● Records supplied
↓

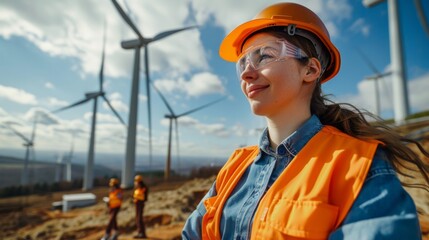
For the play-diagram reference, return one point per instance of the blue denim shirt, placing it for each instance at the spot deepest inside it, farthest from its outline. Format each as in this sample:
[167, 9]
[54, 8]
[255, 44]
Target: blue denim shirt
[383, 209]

↑
↓

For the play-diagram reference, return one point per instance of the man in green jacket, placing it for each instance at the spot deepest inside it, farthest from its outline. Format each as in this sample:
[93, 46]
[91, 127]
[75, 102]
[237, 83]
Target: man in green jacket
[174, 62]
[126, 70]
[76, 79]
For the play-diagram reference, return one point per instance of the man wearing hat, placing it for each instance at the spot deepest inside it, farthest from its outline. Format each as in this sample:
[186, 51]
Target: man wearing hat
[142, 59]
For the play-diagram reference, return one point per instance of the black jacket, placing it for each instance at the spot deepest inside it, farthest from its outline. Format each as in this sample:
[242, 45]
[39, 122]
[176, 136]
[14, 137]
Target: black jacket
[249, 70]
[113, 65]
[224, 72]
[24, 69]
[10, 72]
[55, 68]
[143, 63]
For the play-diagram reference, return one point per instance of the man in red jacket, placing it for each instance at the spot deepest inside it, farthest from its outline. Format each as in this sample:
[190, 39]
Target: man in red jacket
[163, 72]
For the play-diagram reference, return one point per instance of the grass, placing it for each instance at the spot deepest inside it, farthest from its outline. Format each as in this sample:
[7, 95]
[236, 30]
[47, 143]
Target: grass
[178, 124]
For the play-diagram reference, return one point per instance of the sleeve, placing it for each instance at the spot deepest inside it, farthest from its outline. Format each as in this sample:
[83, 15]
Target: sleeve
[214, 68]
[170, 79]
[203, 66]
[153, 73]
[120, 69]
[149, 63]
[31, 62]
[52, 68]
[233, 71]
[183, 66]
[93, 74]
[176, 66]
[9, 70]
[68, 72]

↑
↓

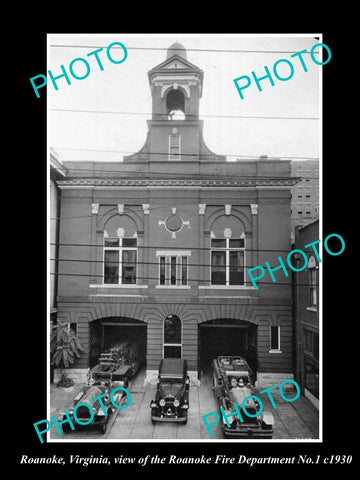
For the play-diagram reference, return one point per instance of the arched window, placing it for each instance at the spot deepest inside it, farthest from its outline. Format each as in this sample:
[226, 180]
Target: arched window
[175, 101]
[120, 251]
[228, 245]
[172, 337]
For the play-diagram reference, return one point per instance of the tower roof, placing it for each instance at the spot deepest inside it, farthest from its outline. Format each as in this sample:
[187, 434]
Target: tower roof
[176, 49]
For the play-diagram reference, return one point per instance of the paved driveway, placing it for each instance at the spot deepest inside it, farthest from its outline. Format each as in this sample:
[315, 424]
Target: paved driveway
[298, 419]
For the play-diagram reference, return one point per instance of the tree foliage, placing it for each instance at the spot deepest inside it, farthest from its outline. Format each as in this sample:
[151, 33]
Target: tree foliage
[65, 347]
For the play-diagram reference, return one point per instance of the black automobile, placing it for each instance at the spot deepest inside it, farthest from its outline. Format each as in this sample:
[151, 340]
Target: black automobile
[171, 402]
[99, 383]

↑

Copy back the listing above exactly, but only from the line with "Target: man wearing hat" through the line with "the sleeve, placing", both ends included.

● Task output
Target: man wearing hat
[142, 59]
For the play-diagram reference, return one point per instance of the black jacket, placing it for each instance at the spot deepest inside it, farthest from its outline. Format each as in this sample:
[242, 45]
[39, 122]
[176, 136]
[14, 137]
Target: black jacket
[249, 70]
[113, 65]
[224, 72]
[24, 69]
[10, 72]
[55, 68]
[143, 63]
For the play-diagram reference, return one point per instance of the man in red jacket, placing it for each instance at the spot deepest inside it, farthest from its outline. Format each as in this sample:
[190, 39]
Target: man in red jacket
[163, 72]
For the play-diagram reference, return one point per instance of the grass, placing it for each instance at the spot deepest inside it, farthest from its outline. Format each as in this sample:
[7, 95]
[236, 30]
[47, 143]
Target: grass
[178, 124]
For the play-diagram reference, return one point per instance of the sleeve, placing it for each instance at the spot deepest inside it, farthest from its outline. Format each as in this sample:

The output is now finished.